#### [Required work]
Write out, word for word, every line from the one containing "Where can the black sedan be" through the last line of the records below, both ends included.
>>>
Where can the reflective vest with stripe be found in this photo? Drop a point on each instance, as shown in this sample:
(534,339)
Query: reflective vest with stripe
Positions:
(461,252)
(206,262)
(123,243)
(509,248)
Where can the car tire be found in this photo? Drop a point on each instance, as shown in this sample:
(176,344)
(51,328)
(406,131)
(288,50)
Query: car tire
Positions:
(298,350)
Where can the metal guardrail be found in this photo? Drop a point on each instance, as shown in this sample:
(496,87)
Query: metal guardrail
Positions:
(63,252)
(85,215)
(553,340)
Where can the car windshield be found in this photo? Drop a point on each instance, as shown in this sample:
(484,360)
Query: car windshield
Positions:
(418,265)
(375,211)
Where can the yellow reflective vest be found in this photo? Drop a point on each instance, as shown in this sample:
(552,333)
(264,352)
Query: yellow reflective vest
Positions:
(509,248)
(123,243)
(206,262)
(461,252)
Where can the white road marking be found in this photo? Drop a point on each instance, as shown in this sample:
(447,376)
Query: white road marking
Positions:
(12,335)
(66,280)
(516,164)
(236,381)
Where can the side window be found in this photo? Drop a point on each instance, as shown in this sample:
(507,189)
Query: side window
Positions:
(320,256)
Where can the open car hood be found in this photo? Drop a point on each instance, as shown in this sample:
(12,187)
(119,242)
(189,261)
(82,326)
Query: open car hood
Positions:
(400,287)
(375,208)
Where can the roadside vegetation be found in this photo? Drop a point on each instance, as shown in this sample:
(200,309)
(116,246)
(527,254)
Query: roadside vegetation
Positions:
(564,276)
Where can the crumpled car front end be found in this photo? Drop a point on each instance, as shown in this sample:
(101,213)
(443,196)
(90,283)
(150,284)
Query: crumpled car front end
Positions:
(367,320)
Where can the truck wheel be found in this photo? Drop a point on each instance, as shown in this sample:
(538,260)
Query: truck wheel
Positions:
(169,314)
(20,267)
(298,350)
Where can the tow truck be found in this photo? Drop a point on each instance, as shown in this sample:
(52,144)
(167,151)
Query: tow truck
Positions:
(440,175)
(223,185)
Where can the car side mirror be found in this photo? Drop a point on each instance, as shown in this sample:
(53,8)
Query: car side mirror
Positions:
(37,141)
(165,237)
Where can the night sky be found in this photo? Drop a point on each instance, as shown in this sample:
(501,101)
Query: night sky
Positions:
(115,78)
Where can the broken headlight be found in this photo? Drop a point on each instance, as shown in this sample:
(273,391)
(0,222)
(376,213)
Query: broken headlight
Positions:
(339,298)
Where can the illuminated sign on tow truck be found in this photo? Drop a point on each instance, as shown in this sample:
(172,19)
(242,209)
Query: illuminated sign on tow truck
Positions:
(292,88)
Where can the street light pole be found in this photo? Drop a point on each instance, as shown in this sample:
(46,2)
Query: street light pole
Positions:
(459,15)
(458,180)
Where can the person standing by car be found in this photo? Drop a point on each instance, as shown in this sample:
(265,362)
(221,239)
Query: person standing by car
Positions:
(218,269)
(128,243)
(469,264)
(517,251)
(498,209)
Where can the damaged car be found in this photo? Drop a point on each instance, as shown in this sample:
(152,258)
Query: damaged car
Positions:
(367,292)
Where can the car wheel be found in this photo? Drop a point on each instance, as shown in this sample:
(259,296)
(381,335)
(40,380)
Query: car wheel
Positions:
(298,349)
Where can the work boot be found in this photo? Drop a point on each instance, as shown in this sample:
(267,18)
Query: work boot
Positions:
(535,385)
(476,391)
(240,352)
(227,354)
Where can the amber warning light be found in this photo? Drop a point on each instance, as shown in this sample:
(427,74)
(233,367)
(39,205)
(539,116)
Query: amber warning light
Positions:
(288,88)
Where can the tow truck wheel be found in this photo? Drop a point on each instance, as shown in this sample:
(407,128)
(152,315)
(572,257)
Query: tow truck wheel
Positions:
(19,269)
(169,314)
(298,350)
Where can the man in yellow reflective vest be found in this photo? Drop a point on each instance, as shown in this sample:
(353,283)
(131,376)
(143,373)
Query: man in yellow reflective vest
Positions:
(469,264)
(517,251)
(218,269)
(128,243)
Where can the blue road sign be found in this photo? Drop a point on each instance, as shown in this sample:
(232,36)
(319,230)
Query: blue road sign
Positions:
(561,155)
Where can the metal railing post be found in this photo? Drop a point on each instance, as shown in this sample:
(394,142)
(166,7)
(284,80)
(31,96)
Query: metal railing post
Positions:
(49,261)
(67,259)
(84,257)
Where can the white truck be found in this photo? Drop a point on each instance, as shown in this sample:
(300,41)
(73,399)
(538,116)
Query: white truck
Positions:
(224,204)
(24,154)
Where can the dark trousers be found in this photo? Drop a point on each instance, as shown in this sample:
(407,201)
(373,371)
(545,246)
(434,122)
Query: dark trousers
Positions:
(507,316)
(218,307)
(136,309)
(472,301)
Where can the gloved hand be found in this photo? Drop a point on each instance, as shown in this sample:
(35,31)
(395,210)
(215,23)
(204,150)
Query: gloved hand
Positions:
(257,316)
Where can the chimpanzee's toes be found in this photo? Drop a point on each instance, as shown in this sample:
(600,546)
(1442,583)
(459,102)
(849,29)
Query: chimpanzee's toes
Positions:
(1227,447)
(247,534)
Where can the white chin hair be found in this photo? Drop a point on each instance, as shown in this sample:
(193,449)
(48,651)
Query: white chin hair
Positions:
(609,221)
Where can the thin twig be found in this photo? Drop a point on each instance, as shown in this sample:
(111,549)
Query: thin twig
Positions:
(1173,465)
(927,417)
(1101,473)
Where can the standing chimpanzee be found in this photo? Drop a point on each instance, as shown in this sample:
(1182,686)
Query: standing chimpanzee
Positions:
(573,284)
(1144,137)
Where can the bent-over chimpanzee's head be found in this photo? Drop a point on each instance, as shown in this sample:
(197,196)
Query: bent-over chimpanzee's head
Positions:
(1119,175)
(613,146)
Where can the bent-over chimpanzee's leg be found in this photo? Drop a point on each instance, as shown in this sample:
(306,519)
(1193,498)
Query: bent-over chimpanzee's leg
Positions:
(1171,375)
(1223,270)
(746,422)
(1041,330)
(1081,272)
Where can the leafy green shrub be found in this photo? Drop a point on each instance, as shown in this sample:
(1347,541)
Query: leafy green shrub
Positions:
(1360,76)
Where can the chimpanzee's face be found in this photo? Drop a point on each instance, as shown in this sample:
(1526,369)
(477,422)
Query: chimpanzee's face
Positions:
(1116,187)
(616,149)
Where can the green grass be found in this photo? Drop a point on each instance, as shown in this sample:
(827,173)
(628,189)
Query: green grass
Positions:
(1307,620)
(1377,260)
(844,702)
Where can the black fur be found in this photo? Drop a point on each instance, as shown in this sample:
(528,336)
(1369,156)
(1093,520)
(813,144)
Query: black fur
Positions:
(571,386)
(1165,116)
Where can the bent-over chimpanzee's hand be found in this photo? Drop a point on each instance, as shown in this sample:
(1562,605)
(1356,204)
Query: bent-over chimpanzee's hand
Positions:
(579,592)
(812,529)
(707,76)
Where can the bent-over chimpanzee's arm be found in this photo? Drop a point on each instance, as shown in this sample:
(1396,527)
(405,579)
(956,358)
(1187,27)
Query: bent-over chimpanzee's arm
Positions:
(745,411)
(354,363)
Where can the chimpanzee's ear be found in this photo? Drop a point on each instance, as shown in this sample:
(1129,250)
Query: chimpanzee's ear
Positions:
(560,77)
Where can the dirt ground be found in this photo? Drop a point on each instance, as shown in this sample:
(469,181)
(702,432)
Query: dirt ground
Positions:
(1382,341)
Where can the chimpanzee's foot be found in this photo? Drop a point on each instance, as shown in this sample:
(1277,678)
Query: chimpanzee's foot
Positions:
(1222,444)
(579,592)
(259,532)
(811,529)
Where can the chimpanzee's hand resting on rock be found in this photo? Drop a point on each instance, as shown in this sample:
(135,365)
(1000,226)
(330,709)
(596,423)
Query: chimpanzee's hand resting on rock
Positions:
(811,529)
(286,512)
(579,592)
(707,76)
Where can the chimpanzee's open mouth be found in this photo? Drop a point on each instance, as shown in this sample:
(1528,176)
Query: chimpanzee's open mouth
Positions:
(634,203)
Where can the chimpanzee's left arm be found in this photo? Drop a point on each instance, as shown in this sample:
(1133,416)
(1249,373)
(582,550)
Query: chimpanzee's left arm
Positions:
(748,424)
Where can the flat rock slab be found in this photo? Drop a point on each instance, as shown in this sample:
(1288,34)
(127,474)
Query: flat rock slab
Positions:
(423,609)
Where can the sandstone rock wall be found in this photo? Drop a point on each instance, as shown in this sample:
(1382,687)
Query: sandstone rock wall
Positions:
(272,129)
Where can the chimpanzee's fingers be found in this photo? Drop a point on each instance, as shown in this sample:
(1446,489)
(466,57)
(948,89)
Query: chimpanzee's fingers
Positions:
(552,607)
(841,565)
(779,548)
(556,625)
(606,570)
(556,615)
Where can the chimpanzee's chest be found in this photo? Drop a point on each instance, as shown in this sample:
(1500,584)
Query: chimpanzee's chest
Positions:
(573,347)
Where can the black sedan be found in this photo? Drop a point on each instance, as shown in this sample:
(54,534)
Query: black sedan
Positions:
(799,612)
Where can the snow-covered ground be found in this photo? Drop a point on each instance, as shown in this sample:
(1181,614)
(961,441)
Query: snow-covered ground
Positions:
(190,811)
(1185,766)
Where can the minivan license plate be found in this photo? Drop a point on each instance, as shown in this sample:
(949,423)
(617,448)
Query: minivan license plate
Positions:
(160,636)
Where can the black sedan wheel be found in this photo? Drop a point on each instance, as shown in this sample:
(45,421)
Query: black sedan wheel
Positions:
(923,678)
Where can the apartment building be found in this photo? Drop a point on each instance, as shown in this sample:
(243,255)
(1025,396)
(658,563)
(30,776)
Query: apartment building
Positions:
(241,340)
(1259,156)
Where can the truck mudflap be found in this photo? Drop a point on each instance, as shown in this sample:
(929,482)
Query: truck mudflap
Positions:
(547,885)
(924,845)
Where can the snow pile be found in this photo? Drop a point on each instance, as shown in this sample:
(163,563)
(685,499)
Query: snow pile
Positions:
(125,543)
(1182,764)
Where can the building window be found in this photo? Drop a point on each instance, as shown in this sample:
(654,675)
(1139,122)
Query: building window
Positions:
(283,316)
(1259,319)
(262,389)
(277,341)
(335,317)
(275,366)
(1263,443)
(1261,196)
<<<
#### [Result of this task]
Where can the black sedan be found in this photo? Drop a point on each instance, as shown in this sample:
(54,534)
Query: black sedan
Positions:
(799,612)
Where can the snow-covered ground be found in this photo? Drop a point on each instance, as shown in this sample:
(1181,614)
(961,441)
Query: snow-covered ground
Positions:
(190,811)
(1185,766)
Where can the minivan license plate be found in this photo? Drop a point on each instance, as shown in this sample:
(949,423)
(617,448)
Query: minivan license plate
Positions:
(160,636)
Where can the black sedan wheel be found in this photo? Drop a point on each instance, as shown in this sample:
(45,421)
Query: black sedan wheel
Positions:
(923,678)
Where can the apartment building be found in this photo? Drop a point on each instance, as shown in this sample:
(243,255)
(1025,396)
(658,563)
(30,776)
Query: apartment building
Positions:
(241,340)
(1259,156)
Where can the truck mudflap be found in this photo? Drop a point on each instance, as shown in this sample:
(929,482)
Query: truck mudflap
Positions:
(547,885)
(924,845)
Where can the snow pile be found in this photo? Drop a point on each instance, as shown in this sample:
(163,563)
(685,499)
Query: snow pile
Positions:
(125,543)
(1182,764)
Where can the building window be found in this photo? Drop a point on each instance, as shown in this sample:
(654,675)
(1139,122)
Query: building window
Positions:
(283,316)
(1259,319)
(262,389)
(277,341)
(335,317)
(275,366)
(1263,443)
(1261,196)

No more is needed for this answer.